Document —
-.-.-
—Par Roland Sabra—
Quand Georges Feydeau écrit en 1911 « Mais n’te promène donc pas toute nue » il est séparé de son épouse depuis deux ans Fatiguée des incartades de son époux, cocaïnomane avéré et bi-sexuel pratiquant, elle a pris un amant et Feydeau, dépité ou soulagé a quitté le domicile conjugal. Dés lors son écriture théâtrale va s’orienter vers une étude plus approfondie de la comédie de mœurs, genre dans le quel il va croquer avec férocité la médiocrité de la classe bourgeoise. L’argument de « Mais n’te promène donc pas toute nue » en témoigne.
« Le salon du députe Ventroux. Celui-ci reproche à sa femme de se montrer trop souvent en tenue légère devant leur fils ou devant Joseph, leur domestique.
-.-.-
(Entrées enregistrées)
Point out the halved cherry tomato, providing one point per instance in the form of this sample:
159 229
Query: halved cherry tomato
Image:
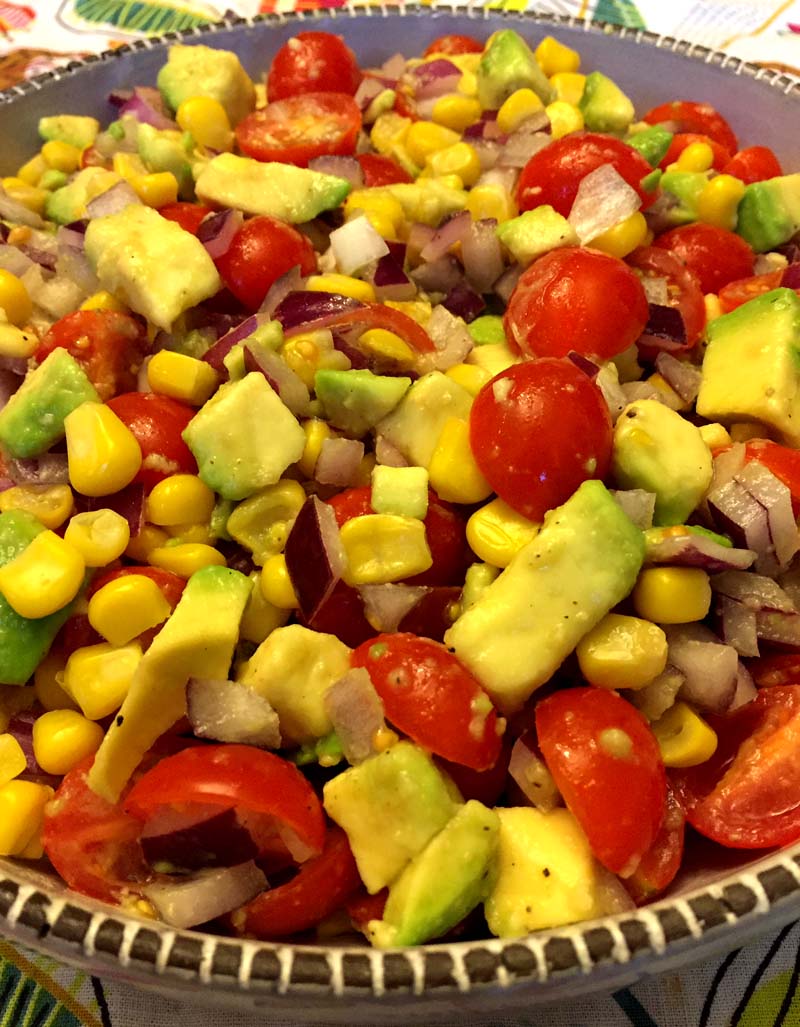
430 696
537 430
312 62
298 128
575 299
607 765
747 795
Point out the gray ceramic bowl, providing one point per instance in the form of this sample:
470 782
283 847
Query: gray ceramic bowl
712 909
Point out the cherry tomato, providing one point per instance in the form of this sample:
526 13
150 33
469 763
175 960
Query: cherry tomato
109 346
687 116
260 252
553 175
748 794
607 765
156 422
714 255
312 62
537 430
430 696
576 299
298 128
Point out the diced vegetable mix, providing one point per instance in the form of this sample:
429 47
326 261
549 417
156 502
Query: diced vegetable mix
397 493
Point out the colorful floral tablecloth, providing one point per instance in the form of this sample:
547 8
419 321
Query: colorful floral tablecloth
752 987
-.-.-
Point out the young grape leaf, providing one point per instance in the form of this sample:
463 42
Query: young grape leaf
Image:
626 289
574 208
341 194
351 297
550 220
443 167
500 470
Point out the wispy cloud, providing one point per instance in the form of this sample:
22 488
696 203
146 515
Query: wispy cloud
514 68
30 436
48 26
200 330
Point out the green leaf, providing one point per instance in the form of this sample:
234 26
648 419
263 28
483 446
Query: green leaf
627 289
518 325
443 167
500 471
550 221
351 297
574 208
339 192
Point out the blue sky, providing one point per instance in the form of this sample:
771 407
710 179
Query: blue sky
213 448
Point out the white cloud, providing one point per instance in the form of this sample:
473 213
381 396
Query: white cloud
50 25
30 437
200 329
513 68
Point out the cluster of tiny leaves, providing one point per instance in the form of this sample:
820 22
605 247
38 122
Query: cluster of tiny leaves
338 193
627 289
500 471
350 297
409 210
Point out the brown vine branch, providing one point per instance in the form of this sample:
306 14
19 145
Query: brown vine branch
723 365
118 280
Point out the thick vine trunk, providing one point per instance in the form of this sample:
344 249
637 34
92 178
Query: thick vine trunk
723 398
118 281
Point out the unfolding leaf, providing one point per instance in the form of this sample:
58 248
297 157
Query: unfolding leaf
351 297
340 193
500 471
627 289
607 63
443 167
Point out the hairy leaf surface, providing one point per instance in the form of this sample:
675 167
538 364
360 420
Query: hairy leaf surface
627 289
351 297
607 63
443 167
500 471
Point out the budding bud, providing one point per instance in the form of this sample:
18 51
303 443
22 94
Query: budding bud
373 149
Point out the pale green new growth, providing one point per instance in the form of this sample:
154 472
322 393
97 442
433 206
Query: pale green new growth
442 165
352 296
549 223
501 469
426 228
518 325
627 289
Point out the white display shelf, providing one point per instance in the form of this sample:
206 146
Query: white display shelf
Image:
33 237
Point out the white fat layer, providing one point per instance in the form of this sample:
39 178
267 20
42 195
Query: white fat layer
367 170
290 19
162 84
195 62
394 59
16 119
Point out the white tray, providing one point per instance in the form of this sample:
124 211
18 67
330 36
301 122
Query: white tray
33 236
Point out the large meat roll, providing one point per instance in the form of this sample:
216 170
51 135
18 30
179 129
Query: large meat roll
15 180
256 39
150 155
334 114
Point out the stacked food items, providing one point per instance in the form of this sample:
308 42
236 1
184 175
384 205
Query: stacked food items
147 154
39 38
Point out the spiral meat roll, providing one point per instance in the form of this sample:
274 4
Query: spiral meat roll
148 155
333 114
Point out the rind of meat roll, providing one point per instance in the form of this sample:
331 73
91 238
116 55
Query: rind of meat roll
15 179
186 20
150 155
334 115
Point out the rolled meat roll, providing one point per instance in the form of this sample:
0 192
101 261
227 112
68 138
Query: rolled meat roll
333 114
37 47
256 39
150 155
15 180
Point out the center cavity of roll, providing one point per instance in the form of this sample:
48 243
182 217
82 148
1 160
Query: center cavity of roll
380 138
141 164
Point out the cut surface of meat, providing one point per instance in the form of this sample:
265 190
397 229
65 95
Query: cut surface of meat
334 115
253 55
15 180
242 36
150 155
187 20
-.-.-
Consignes —
a) D'après le document, depuis combien de temps Georges Feydeau est-il séparé de son épouse lorsqu'il écrit « Mais n'te promène donc pas toute nue » ?
b) Comptez les lignes des enregistrements qui contiennent la chaîne « shelf », en respectant la casse, puis indiquez uniquement ce nombre.

Réponses attendues —
a) Depuis deux ans.

b) 2